Chefs in Action at the Real Food Theatre – Good Food and Wine Show 2013

While working at the Good Food & Wine Show I had the opportunity to prep for some celebrity chefs – names which included; Australian Chef, Bill Granger, renowned South African Chef, Franck DangereuxDrizzle and Dip’s Sam Linsell and Jane – Anne Hobbs aka Scrumptious, to name but a few.  Not only did I assist with all the preparation of ingredients required for their food demonstrations but I got to assist the guests by cooking with them, whilst the demo was underway.  How it worked was, the public could purchase tickets to cook with Bill Granger or Franck Dangereuxr or whomever.  Limited tickets were available as there were only 8 work stations per demo, 2 people sharing one work station which equated to 16 people cooking with their celebrity chef or favourite cook.   Each of these groups of 2, were assigned a student (enter yours truly), to assist them and ensure that they keep up with the Chef demonstrating up front on the stage.  It was a lot of fun to be able to partake and of course to meet these well known chefs and foodies alike.

Amongst all the Chef’s and cooks I encountered over that 3 day period, I found myself most drawn to and most inspired by Jane-Anne Hobbs.  Who, until that day I had not heard of.   The immediate like to this renowned foodie started before even meeting her, whilst reading her instructions and prep notes that accompanied her recipe, while in the kitchen preparing for her demonstration.  She was so thorough in describing exactly which ingredients each of her guests would require in order to successfully follow and carry out her recipe, she was also so thorough in outlining the equipment each guest would require, and upon arrival, had even brought some of her own personal equipment just in case our kitchen was not properly stocked.  Her notes left no grey areas and I thought to myself, if I was in her position, this is exactly how I would have documented my needs too – not leaving anything to chance.   Then on reading the ingredients to the recipe – chicken, bacon, cream, mushroom, beer …. It was love at first sight, as this was my kinda cooking!

▸ SET OF TASKS:
A - From the account of the Good Food and Wine Show 2013, list every ingredient the writer names when first reading Jane-Anne Hobbs's recipe.
B - Carry the Good Food and Wine Show account forward with a new paragraph that follows directly from its last sentence.
The records that come next have no connection to the food show account.

▸ DATA FOR ANALYSIS:
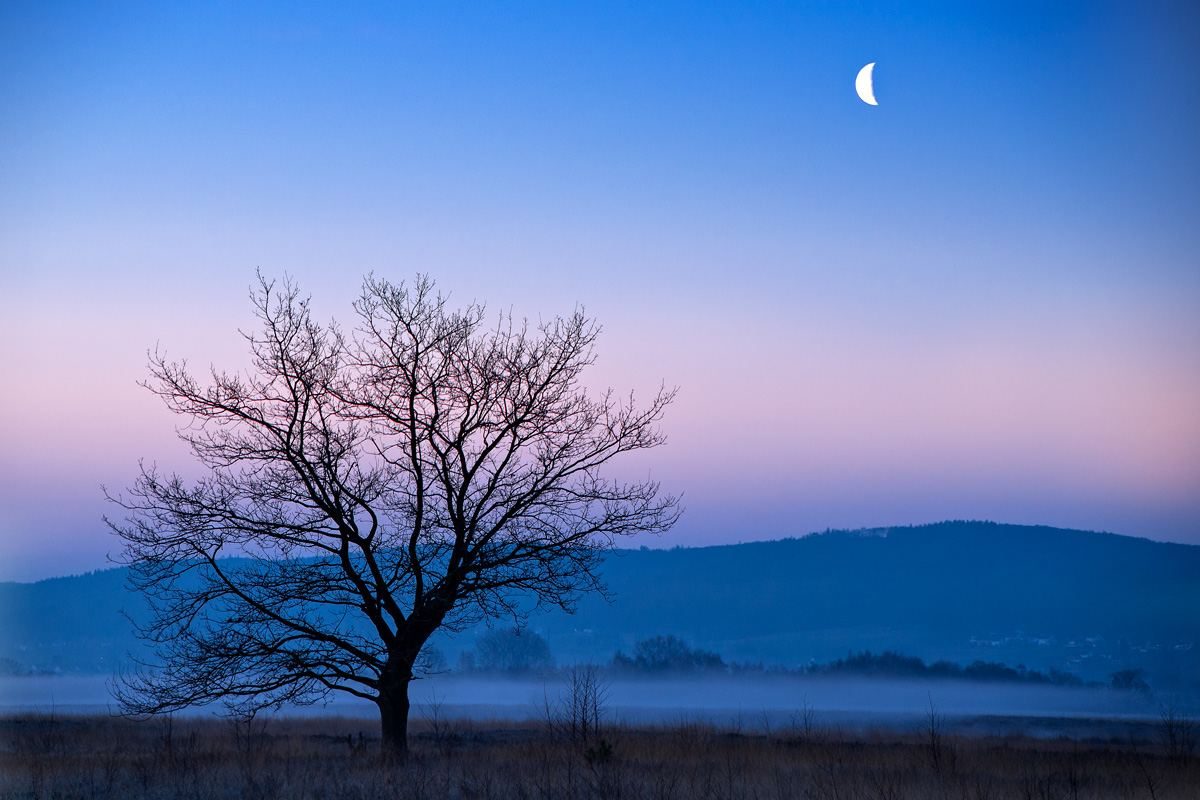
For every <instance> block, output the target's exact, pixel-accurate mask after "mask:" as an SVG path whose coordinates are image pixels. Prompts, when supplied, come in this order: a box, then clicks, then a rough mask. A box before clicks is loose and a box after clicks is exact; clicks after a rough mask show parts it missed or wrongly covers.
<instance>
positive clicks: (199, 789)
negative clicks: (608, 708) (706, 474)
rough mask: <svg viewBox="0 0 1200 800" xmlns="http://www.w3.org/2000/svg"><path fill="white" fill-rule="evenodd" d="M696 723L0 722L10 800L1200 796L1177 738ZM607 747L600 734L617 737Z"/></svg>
mask: <svg viewBox="0 0 1200 800" xmlns="http://www.w3.org/2000/svg"><path fill="white" fill-rule="evenodd" d="M931 717H932V721H931V729H930V730H925V732H922V733H895V732H888V730H870V732H866V733H853V734H850V733H841V732H838V730H830V729H822V728H820V727H817V726H815V724H812V720H811V718H805V717H804V715H800V716H799V717H798V718H797V722H796V724H793V726H790V727H785V728H781V729H780V728H776V729H772V730H757V732H745V730H736V729H731V728H720V727H716V726H713V724H708V723H703V722H695V721H680V722H677V723H673V724H659V726H640V727H630V726H606V727H604V729H602V730H600V732H598V735H596V738H595V739H594V740H592V741H589V742H580V741H571V740H570V739H569V738H564V736H562V735H554V734H553V733H552V732H547V730H546V728H545V727H544V726H541V724H538V723H534V722H528V723H512V722H502V721H491V722H474V723H472V722H466V721H446V720H444V718H438V720H437V721H436V723H431V722H430V721H428V720H424V721H422V720H415V721H414V726H413V727H414V734H413V748H412V756H410V758H409V759H408V760H407V762H406V763H402V764H397V763H389V762H388V760H386V759H384V758H382V757H380V754H379V739H378V734H377V733H376V732H374V727H373V726H372V724H371V723H370V722H368V721H365V720H347V718H336V717H311V718H270V720H256V721H250V722H247V721H239V722H229V721H221V720H210V718H182V720H181V718H176V720H169V718H162V720H149V721H134V720H124V718H108V717H49V716H22V717H8V718H5V720H0V798H13V799H17V798H22V799H24V798H29V799H34V798H37V799H41V798H64V799H65V798H80V799H91V798H122V799H128V800H140V799H151V798H196V799H198V800H199V799H205V800H209V799H214V800H216V799H224V798H229V799H234V798H238V799H242V798H245V799H251V800H254V799H262V800H266V799H272V798H281V799H282V798H287V799H296V800H304V799H308V798H313V799H316V798H329V799H346V800H367V799H368V798H370V799H377V798H412V799H414V800H415V799H424V798H431V799H432V798H462V799H475V798H478V799H486V800H491V799H497V800H499V799H509V798H511V799H527V798H530V799H532V798H538V799H546V800H550V799H554V798H564V799H566V798H598V799H599V798H604V799H610V798H628V799H630V800H637V799H642V798H644V799H648V800H649V799H654V800H688V799H690V798H718V799H722V800H736V799H739V798H745V799H757V798H762V799H773V798H779V799H784V798H805V799H812V800H827V799H828V800H847V799H857V798H866V799H878V800H892V799H896V800H899V799H902V798H913V799H918V798H919V799H925V798H930V799H937V798H953V799H955V800H1007V799H1009V798H1012V799H1021V800H1025V799H1031V798H1038V799H1051V798H1063V799H1070V800H1079V799H1092V798H1097V799H1098V798H1130V799H1132V798H1152V799H1154V800H1174V799H1184V798H1187V799H1195V798H1196V796H1200V759H1198V757H1195V756H1193V754H1190V753H1183V754H1181V753H1180V752H1178V750H1180V748H1178V747H1176V748H1175V750H1174V751H1171V752H1169V751H1168V746H1166V745H1164V744H1163V742H1157V741H1156V742H1147V741H1145V740H1142V741H1138V742H1134V741H1129V740H1126V741H1093V742H1081V741H1076V740H1069V739H1057V740H1044V739H1028V738H1020V736H1007V738H1000V736H965V735H962V734H954V733H949V732H947V730H946V729H944V728H942V727H938V726H940V723H941V721H940V720H938V718H936V717H937V715H936V710H934V711H932V712H931ZM601 742H602V744H601Z"/></svg>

▸ ANSWER LIST:
A - Chicken, bacon, cream, mushroom, beer

B -
During the actual demonstration, Jane–Anne commanded the room, spoke clearly, did not rush through the recipe, ensuring all her guests where up to speed before moving on to the next step.  Whilst demonstrating she shared some valuable tips with guests, which I really value, as I really do believe that good cooking all comes down to knowing the tricks of the trade.  One such example, which she shared, and which I have used since –  Green Beans – we all know how boring and time consuming it can be to top and tail green beans right?  Well, Jane-Anne showed us how if you take a packet of Woolies (*mothership) green beans – label side facing up – push all the beans to one end of the bag, holding tight with your opposite hand onto the body of the bag and using a sharp knife in the other hand, cut through the bag and the beans and take off the top ends of all your beans in one easy swoop.  Then simply push all your beans down to the other side of the uncut bag and repeat the process and VOILA – trimmed beans in 1 minute instead of 10! She shared a number of other handy tips but the 2 guests I was assisting were keeping me so busy I couldn’t listen as intently as I wanted to (Note to self: buy tickets for the Chef’s in Action Theatre at the GF&WS this year).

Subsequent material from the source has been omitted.